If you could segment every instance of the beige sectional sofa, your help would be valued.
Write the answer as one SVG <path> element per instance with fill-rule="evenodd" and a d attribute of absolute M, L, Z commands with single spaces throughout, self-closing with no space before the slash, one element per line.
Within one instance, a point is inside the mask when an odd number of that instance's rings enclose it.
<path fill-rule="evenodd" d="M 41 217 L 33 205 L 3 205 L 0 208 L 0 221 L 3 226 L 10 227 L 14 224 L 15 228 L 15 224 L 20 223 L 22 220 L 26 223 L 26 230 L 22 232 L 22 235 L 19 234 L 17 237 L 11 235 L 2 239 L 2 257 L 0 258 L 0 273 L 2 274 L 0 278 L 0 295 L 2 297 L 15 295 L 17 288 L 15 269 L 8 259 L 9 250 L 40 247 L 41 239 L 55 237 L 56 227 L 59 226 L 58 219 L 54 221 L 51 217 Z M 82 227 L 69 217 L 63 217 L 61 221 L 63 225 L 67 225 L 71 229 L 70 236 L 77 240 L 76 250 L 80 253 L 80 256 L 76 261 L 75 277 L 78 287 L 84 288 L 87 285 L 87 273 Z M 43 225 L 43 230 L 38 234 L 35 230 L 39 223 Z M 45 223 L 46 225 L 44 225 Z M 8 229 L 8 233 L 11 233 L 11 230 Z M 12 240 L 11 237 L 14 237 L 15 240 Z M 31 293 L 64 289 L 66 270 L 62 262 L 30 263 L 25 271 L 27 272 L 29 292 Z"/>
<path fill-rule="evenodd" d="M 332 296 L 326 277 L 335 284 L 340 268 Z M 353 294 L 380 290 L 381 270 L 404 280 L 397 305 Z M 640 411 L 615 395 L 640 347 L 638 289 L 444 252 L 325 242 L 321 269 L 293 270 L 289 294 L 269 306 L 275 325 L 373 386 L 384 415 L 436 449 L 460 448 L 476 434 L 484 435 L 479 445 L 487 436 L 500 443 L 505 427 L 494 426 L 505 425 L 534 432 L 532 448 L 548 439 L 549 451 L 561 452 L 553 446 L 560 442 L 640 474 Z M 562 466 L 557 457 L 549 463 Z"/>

::::

§ Exercise aim: Print, unaltered, every line from the beginning of the material down to the line with "Write the answer".

§ Written solution:
If you could segment every instance of the beige sectional sofa, your help would be valued.
Write the answer as one SVG <path> element per instance with fill-rule="evenodd" and a d attribute of absolute M, L, Z commands with single spaces throughout, self-closing with no space before the slash, one element per line.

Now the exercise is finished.